### Directions for this task
Quote each record exactly, please, leaving none out.

### Listing
=-=-=

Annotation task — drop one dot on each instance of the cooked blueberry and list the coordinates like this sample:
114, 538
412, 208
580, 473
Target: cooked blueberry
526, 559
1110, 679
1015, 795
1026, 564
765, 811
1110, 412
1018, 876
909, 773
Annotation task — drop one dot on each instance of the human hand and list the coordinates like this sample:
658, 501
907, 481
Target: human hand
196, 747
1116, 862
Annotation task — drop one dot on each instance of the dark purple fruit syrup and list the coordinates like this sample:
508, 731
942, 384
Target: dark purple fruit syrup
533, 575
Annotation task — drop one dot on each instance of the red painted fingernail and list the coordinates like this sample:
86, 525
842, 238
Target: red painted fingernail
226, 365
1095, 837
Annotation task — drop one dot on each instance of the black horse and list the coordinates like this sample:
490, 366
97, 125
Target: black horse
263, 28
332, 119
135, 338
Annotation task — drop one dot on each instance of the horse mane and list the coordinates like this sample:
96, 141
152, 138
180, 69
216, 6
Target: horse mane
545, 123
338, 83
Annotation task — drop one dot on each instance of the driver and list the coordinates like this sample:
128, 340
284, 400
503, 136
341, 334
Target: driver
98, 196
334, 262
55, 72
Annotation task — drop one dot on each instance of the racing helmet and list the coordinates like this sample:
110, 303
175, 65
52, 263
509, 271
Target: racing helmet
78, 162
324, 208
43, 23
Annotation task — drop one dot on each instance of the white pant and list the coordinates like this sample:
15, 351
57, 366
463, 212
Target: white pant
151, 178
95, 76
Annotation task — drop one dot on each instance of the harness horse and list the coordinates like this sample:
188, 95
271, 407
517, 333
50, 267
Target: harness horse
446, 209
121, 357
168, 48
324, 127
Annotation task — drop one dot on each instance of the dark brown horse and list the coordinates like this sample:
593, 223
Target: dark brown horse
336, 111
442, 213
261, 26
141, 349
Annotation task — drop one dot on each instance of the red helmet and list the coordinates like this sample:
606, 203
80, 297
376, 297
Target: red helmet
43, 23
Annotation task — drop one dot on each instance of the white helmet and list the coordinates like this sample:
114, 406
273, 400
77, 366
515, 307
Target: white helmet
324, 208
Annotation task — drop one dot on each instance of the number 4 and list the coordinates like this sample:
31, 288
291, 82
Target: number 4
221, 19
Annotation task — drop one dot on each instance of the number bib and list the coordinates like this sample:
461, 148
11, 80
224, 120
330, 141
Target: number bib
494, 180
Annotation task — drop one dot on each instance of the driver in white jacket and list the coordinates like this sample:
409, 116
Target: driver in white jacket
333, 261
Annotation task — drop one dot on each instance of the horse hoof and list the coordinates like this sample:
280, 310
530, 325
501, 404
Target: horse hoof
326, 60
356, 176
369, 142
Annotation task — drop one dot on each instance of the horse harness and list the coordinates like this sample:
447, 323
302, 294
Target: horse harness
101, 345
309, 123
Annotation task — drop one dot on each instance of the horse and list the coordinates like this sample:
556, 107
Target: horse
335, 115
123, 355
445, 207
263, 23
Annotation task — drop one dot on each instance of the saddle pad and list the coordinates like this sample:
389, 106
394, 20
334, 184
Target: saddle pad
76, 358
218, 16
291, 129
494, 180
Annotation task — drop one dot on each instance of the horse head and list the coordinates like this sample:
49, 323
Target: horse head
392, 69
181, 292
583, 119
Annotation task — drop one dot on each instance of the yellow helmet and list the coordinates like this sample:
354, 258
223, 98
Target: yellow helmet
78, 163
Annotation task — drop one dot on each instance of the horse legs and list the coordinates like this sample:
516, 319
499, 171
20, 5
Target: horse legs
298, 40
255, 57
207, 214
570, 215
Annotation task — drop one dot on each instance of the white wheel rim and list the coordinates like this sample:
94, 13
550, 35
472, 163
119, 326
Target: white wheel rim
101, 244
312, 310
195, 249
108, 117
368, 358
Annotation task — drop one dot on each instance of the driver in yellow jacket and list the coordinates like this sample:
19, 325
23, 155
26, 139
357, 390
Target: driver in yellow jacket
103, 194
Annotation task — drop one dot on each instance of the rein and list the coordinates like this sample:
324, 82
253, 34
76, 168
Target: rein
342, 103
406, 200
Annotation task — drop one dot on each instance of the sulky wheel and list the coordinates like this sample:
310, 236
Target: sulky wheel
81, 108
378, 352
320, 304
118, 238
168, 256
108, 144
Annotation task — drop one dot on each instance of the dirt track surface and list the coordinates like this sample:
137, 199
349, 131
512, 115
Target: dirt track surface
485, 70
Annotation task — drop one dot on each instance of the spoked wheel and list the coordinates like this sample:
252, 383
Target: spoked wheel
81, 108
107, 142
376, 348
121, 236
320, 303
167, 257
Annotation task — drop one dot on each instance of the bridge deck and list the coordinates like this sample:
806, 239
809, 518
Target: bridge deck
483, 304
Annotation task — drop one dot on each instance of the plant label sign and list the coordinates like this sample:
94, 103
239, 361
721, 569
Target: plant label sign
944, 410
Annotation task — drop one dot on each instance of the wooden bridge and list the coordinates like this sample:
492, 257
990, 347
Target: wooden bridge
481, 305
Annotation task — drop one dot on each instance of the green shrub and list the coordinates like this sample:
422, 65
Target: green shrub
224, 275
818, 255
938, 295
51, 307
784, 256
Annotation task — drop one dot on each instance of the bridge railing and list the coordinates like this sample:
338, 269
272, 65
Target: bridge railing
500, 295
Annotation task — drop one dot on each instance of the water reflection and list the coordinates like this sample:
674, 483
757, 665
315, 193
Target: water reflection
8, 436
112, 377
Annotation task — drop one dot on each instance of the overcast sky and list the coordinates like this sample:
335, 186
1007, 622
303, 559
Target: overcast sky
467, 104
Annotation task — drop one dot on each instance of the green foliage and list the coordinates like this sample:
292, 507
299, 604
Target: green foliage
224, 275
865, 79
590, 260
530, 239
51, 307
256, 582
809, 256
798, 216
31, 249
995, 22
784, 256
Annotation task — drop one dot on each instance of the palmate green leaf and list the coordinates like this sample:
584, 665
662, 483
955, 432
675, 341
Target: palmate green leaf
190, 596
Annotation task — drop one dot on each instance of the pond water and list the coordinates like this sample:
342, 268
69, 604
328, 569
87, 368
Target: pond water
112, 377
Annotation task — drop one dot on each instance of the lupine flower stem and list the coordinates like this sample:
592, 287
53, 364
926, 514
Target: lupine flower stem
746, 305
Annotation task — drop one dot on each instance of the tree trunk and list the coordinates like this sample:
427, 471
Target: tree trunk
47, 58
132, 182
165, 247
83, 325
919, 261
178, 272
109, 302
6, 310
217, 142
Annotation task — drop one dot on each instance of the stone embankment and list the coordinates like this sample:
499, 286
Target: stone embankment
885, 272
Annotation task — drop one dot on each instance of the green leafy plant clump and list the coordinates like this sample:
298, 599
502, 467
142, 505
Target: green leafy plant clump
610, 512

=-=-=

### Correct result
Annotation task — drop one dot on each instance of the cooked blueberry and list the coordinates like this sample:
114, 538
412, 208
580, 473
Target: cooked blueberry
526, 559
1110, 679
1015, 795
1026, 564
765, 811
1110, 412
1018, 876
909, 773
Annotation task — drop one dot on each instance of the human hand and list the coordinates like this sample:
658, 501
907, 481
Target: human hand
196, 747
1116, 862
Annotation task — drop one dot on each instance of the dark purple fruit syrup and list the coordinates like this sample:
508, 731
942, 384
Target: dark purple fruit syrup
533, 575
Annotation task — drop one dot on each instance of the red painted fingernail and list the coordinates like this sample:
86, 525
842, 238
Target: red painted fingernail
226, 365
1095, 837
Annotation task — drop one dot on each instance of the black horse and list the coordinates like this sample:
490, 366
97, 125
Target: black horse
263, 28
332, 119
135, 338
Annotation task — drop one dot on each instance of the horse mane and list the coordinates like this sample:
96, 141
152, 138
180, 69
216, 6
Target: horse mane
545, 123
338, 83
Annotation task — drop one dot on each instance of the driver and list the coordinates like this sample:
128, 340
284, 400
503, 136
341, 334
Target: driver
98, 196
334, 262
55, 72
Annotation task — drop one dot on each instance of the racing helmet and list the coordinates like this sample:
110, 303
175, 65
52, 263
509, 271
Target: racing helmet
78, 162
324, 208
43, 23
Annotation task — drop one dot on each instance of the white pant and list the coordinates like this sample:
15, 351
57, 366
463, 212
Target: white pant
151, 178
95, 76
Annotation task — drop one dot on each instance of the harness horse and list the coordinates like this sample:
188, 95
271, 407
517, 333
50, 267
Target: harness horse
446, 209
121, 357
168, 48
324, 127
Annotation task — drop one dot on each instance of the dark brown horse and list the coordinates like this sample:
593, 223
Target: dark brown horse
336, 111
442, 213
261, 26
141, 349
Annotation task — drop one dot on each instance of the red helmet and list the coordinates like this sample:
606, 203
80, 297
376, 297
Target: red helmet
43, 23
Annotation task — drop one dot on each instance of the white helmet and list the coordinates like this sample:
114, 406
273, 400
77, 366
515, 307
Target: white helmet
324, 208
Annotation task — drop one dot on each instance of the number 4 and list the coordinates like this sample:
31, 288
291, 82
Target: number 4
221, 19
Annotation task — drop one dot on each instance of the number bib and list the coordinates like this sample:
461, 148
11, 80
224, 120
330, 141
Target: number bib
494, 180
Annotation task — drop one dot on each instance of the driver in white jacket and list the coordinates like this sample:
409, 116
Target: driver in white jacket
333, 261
Annotation task — drop one dot on each instance of the horse hoof and list the coordinates like this sample:
280, 310
530, 325
501, 404
Target: horse hoof
326, 60
356, 176
369, 142
Annotation task — drop one dot on each instance of the horse harness and list the coordinates like this sample:
447, 323
302, 294
Target: horse harness
101, 345
309, 123
Annotation task — drop one dot on each instance of the horse and list the coordinates like this sample:
556, 107
Target: horse
335, 115
123, 355
445, 207
263, 23
Annotation task — drop one dot on each instance of the saddle pad and list the coordinates like this sample:
389, 106
394, 20
334, 184
Target: saddle pad
76, 358
218, 16
291, 129
494, 180
Annotation task — drop one dot on each instance of the horse head and list the coordinates like this sample:
49, 323
Target: horse head
392, 69
181, 292
583, 119
Annotation task — drop one dot on each instance of the yellow helmet and list the coordinates like this sample:
354, 258
223, 98
Target: yellow helmet
78, 163
Annotation task — drop one dot on each instance of the horse legs and list the coordinates like this sample:
516, 319
499, 171
20, 5
Target: horse legs
298, 40
255, 57
207, 214
570, 215
Annotation task — drop one dot on each instance of the white wheel rim and list the coordinates like this sample:
94, 13
550, 35
472, 163
119, 326
Target: white wheel rim
101, 244
312, 310
195, 249
108, 117
368, 358
Annotation task — drop one dot on each instance of the driver in yellow jacket and list the coordinates like this sample:
19, 325
23, 155
26, 139
357, 390
Target: driver in yellow jacket
103, 194
Annotation task — drop one dot on each instance of the rein and list the coordinates like this sample:
324, 82
253, 34
76, 168
Target: rein
342, 103
406, 200
Annotation task — drop one dot on each instance of the sulky wheel and list the coordinates like this sample:
310, 236
Target: sulky wheel
81, 108
378, 352
320, 304
118, 238
168, 256
108, 144
Annotation task — drop one dot on each instance of the dirt track surface and list the coordinates like this sample:
137, 199
349, 131
512, 115
Target: dirt track surface
485, 70
Annotation task — drop one dot on each instance of the spoked wheel and list the coordinates like this sample:
252, 383
Target: spoked wheel
81, 108
107, 142
376, 348
121, 236
320, 303
167, 257
Annotation task — drop one dot on each instance of the bridge deck and list the coordinates like this sample:
806, 239
809, 518
Target: bridge deck
483, 304
Annotation task — drop one dot on each instance of the plant label sign and list the coordinates like this sample:
94, 103
239, 361
721, 569
Target: plant label sign
944, 410
Annotation task — drop one dot on each instance of the wooden bridge and list the coordinates like this sample:
492, 257
990, 347
Target: wooden bridge
481, 305
Annotation task — drop one dot on each instance of the green shrub and list the coordinates like this sample:
422, 65
Target: green shrub
224, 275
818, 255
938, 295
51, 307
784, 256
Annotation task — drop one dot on each instance of the bridge railing and list the coordinates like this sample:
338, 269
272, 65
Target: bridge railing
500, 295
Annotation task — drop one dot on each instance of the water reflection and list the coordinates like this sample:
674, 483
757, 665
315, 193
Target: water reflection
8, 436
112, 377
Annotation task — drop one dot on each instance of the overcast sky and list the coordinates like this sample:
335, 186
1007, 622
303, 559
Target: overcast sky
467, 104
Annotation task — drop one dot on each instance of the green foliage and list the coordinates like this sample:
292, 507
299, 604
Target: green foliage
224, 275
865, 79
590, 260
530, 239
51, 307
256, 582
809, 256
798, 216
31, 249
995, 22
784, 256
Annotation task — drop one dot on each instance of the palmate green leaf and list the coordinates like this sample:
584, 665
662, 483
955, 432
675, 341
Target: palmate green leaf
190, 596
Annotation task — drop one dot on each instance of the pond water and list the coordinates like this sample:
342, 268
69, 604
328, 569
87, 368
Target: pond water
112, 377
Annotation task — drop one dot on each instance of the lupine flower stem and list the coordinates like this sample:
592, 287
53, 364
926, 514
Target: lupine flower stem
746, 305
Annotation task — drop one dot on each instance of the tree trunk and list the coordinates like this sample:
427, 471
Target: tree trunk
47, 58
132, 182
165, 247
83, 325
919, 261
178, 272
109, 302
6, 310
217, 142
Annotation task — drop one dot on each instance of the stone embankment and list the coordinates like this sample:
499, 286
Target: stone embankment
885, 272
Annotation task — drop one dot on each instance of the green leafy plant clump and list the coordinates like this sample:
298, 599
502, 467
142, 505
Target: green leafy plant clump
610, 512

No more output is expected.